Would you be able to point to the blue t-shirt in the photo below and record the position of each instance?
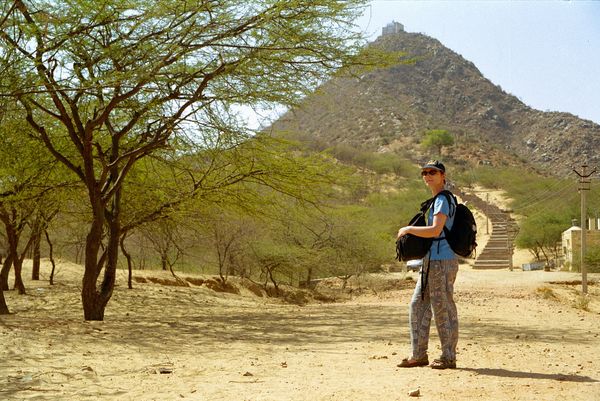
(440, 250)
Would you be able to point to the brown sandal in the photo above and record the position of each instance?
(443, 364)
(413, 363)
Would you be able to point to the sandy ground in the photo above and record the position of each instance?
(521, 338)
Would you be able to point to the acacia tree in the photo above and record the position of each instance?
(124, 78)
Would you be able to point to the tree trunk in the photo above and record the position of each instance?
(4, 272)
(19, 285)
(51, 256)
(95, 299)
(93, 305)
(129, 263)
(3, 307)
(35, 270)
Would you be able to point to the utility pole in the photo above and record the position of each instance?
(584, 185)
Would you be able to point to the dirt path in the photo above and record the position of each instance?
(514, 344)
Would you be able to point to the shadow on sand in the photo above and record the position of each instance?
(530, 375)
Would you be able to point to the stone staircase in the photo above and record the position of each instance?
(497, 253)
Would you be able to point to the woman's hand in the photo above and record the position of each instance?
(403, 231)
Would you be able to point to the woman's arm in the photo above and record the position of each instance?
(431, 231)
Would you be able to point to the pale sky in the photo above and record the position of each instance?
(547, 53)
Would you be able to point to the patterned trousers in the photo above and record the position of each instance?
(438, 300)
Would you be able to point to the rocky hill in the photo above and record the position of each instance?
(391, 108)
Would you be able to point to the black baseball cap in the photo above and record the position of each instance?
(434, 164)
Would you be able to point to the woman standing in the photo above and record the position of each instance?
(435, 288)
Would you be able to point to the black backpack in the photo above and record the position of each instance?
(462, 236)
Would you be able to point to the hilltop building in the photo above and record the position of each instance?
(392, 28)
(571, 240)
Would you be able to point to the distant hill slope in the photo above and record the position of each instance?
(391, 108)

# # # # # # #

* [Work task] Please leave the images out and retype the rest of the material exactly.

* [Output below]
Would you be able to point to the blue t-shirt in the photo below and record the position of each instance?
(440, 250)
Would you be able to point to the brown sandal in the photo above and record the position of each instance?
(443, 364)
(413, 363)
Would you be able to point to the sandy ground in the photo above and record the position of each instance?
(521, 338)
Would you be able to point to the acacia tree in the photo above and record the position of each instance?
(124, 78)
Would you be able to point to the tree trunk in the photo above and record the position of each instance?
(4, 272)
(19, 285)
(51, 256)
(95, 299)
(93, 305)
(129, 263)
(3, 307)
(35, 270)
Would you be able to point to the utility pole in the photo above and record the position of each instance?
(584, 185)
Would you be able to point to the dirt path in the photo above and record the position of each instance?
(514, 344)
Would you be able to point to the shadow on sand in the photo above and record the position of each instance?
(530, 375)
Would you be able to point to the stone staircase in the photo above and record the position of each instance?
(497, 253)
Would you be able to point to the woman's hand in the photo above and record the position of each instance?
(403, 231)
Would you be able to point to the woman's arm in the photo above and record the position of each instance?
(431, 231)
Would you be able to point to the pale sky in the photo above and record the position of each instance?
(547, 53)
Would you be able to point to the patterned trousers in the photo above and record the position of each instance?
(438, 300)
Would you be able to point to the rocky hill in the photo above and record the position of each instance?
(391, 108)
Would you be able to point to the black baseball cap in the photo above and record the position of each instance?
(434, 164)
Would you be able to point to the woman standing in the photo above and record the position of each instance?
(435, 288)
Would you be able to point to the black backpack in the photo above and record the position of each instance?
(462, 236)
Would you be able to point to the hilltop building in the photo above and record the position of each instance?
(392, 28)
(571, 240)
Would you be able to point to the distant hill slope in the photo above and record the position of each instance?
(391, 108)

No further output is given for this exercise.